> TEXT EXCERPT:
[START]

Module: DatastaxRails::SearchMethods

Included in:
Relation
Defined in:
lib/datastax_rails/relation/search_methods.rb

Overview

Relation methods for incrementally building up a search query.

Defined Under Namespace

Classes: WhereProxy

Instance Method Summary collapse

Instance Method Details

#allow_filteringDatastaxRails::Relation

By default, Cassandra will throw an error if you try to set a where condition on either a column with no index or on more than one column that isn’t part of the primary key. If you are confident that the number of records that need to be searched is low, then you can instruct it to ignore the warning. Generally you only want to do this when either the number of records in the table is very small or when one of the other where conditions that has an index will reduce the number of records to a small number.

Model.where(:name => 'johndoe', :active => true).allow_filtering

NOTE that this only applies when doing a search via a cassandra index.

Returns:



17
18
19
20
21
# File 'lib/datastax_rails/relation/search_methods.rb', line 17

def allow_filtering
  clone.tap do |r|
    r.allow_filtering_value = true
  end
end

#compute_stats(*fields) ⇒ DatastaxRails::Relation

Have SOLR compute stats for a given numeric field. Status computed include:

  • min

  • max

  • sum

  • sum of squares

  • mean

  • standard deviation

    Model.compute_stats(:price) Model.compute_stats(:price, :quantity)

NOTE: This is only compatible with solr queries. It will be ignored when a CQL query is made.

Parameters:

  • fields (Symbol)

[END]

> TASK GOAL: Copy word for word the part of the DatastaxRails search methods page starting with "Instance Method Details" and going on through "a small number.".

> INFORMATION PROVIDED:

[START]

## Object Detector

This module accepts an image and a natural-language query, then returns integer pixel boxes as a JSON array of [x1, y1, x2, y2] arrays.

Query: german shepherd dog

[END]
[START]

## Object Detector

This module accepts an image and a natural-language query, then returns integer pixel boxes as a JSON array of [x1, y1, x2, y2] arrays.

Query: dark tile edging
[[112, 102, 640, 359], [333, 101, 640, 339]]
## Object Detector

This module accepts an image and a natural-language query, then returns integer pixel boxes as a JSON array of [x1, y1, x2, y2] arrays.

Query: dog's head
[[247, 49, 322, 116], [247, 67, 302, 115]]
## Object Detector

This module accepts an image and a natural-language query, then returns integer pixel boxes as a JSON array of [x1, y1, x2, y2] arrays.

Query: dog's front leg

[END]

> COMPLETE ANSWER:
Instance Method Details

#allow_filteringDatastaxRails::Relation

By default, Cassandra will throw an error if you try to set a where condition on either a column with no index or on more than one column that isn’t part of the primary key. If you are confident that the number of records that need to be searched is low, then you can instruct it to ignore the warning. Generally you only want to do this when either the number of records in the table is very small or when one of the other where conditions that has an index will reduce the number of records to a small number.